§ Records for the exercise:
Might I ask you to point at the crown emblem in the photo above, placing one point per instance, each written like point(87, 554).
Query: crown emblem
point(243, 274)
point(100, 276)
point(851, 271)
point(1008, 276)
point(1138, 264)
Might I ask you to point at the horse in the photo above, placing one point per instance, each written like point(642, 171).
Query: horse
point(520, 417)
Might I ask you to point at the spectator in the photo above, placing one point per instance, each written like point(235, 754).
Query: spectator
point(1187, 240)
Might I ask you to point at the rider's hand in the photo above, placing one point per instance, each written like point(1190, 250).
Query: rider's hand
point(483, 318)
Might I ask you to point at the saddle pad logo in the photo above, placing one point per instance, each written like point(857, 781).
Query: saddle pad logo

...

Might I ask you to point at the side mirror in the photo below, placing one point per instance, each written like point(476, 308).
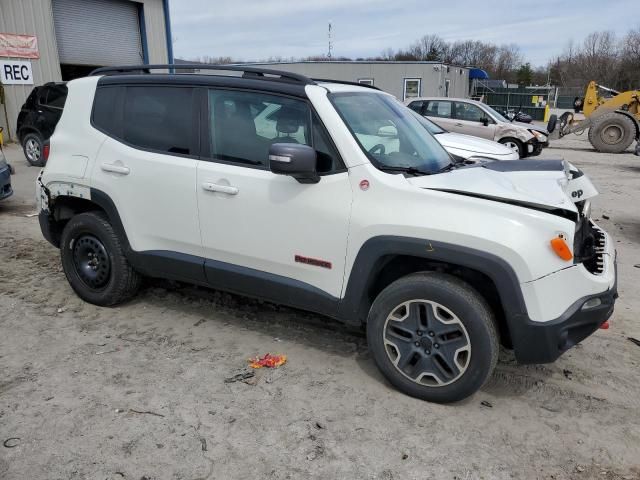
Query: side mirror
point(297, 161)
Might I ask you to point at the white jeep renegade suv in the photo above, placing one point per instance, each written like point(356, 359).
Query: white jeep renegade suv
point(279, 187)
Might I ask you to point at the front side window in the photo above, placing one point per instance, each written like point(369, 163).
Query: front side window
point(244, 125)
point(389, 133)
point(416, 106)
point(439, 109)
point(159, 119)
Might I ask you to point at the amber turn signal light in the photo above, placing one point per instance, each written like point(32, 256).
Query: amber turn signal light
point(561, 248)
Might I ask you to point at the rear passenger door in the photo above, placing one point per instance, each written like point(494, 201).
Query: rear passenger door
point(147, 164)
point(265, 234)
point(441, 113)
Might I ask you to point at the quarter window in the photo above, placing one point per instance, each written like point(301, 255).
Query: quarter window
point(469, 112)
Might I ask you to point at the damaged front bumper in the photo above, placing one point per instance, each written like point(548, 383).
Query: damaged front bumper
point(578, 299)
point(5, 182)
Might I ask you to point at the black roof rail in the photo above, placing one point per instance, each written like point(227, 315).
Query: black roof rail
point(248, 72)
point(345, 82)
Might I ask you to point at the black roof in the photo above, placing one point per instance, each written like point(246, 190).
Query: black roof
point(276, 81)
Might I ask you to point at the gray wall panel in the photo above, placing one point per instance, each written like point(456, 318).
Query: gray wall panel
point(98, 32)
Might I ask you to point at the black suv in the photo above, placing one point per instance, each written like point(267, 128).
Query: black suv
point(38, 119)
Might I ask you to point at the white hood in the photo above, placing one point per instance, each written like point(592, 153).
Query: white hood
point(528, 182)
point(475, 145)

§ What to do:
Return verbatim the lines of the records starting at the line that contains "Might I ask you to point at the spectator" and ending at the line that contains "Query: saddle pad logo", with both of those lines included.

§ Solution to the exercise:
Might I ask you to point at the spectator in the photo above, placing one point per instance, each written like point(235, 754).
Query: spectator
point(1187, 240)
Might I ask you to point at the rider's hand in the photo above, placing one point per instance, each written like point(1190, 250).
Query: rider's hand
point(483, 318)
Might I ask you to point at the saddle pad logo in the photo above, placing one point per instance, each written like point(857, 781).
Query: saddle pad logo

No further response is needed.